** start PROVIDED DATA **

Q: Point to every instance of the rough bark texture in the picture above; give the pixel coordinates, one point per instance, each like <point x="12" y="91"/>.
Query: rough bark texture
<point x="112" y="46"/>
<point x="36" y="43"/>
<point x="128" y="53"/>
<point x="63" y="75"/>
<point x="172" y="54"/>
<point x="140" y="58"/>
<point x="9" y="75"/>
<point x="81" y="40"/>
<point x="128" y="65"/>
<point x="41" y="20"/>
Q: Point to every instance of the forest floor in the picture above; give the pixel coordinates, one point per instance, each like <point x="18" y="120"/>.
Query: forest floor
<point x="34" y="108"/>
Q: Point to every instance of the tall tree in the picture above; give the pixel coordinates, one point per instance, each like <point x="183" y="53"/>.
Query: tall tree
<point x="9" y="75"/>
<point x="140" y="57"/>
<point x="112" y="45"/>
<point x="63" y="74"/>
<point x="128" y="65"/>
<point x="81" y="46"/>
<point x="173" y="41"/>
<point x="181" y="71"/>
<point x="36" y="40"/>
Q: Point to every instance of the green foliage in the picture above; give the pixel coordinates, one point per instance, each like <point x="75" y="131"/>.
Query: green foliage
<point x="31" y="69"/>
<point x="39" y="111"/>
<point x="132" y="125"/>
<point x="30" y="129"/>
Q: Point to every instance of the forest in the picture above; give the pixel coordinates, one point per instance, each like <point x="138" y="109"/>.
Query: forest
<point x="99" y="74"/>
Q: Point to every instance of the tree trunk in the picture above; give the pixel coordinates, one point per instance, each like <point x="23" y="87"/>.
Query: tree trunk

** end PROVIDED DATA **

* [WRITTEN INSTRUCTION]: Could you output every line of the records above as a numbered list, leaving out any blank lines?

* [TASK RESULT]:
1. Q: Point to every instance of the rough bark texture in the picture above; give the pixel coordinates, one point per instance, each like <point x="12" y="91"/>.
2. Query: rough bark texture
3. <point x="112" y="46"/>
4. <point x="36" y="43"/>
5. <point x="128" y="53"/>
6. <point x="63" y="75"/>
7. <point x="172" y="54"/>
8. <point x="140" y="58"/>
9. <point x="9" y="75"/>
10. <point x="81" y="40"/>
11. <point x="128" y="65"/>
12. <point x="41" y="20"/>
13. Q: Point to every instance of the forest floor in the picture above; give the pixel coordinates, one point per instance, each like <point x="18" y="120"/>.
14. Query: forest floor
15. <point x="34" y="108"/>
16. Q: Point to every instance of the tall tree in the picture above; give the pixel coordinates, one point per instance, each like <point x="183" y="53"/>.
17. Query: tall tree
18. <point x="9" y="75"/>
19. <point x="140" y="57"/>
20. <point x="112" y="45"/>
21. <point x="63" y="74"/>
22. <point x="128" y="65"/>
23. <point x="81" y="46"/>
24. <point x="173" y="41"/>
25. <point x="181" y="71"/>
26. <point x="36" y="40"/>
27. Q: Point to every instance of the green foliage in the picture above; give the pixel coordinates, one point per instance, each like <point x="75" y="131"/>.
28. Query: green foliage
29. <point x="31" y="69"/>
30. <point x="39" y="111"/>
31. <point x="132" y="125"/>
32. <point x="30" y="129"/>
33. Q: Point to every instance of the forest in the picture above; give the pixel coordinates, one point per instance, each like <point x="138" y="109"/>.
34. Query: forest
35. <point x="99" y="74"/>
36. Q: Point to every instance of the tree trunk in the picture above; give the pixel coordinates, one point per instance, each like <point x="23" y="87"/>.
37. Query: tree trunk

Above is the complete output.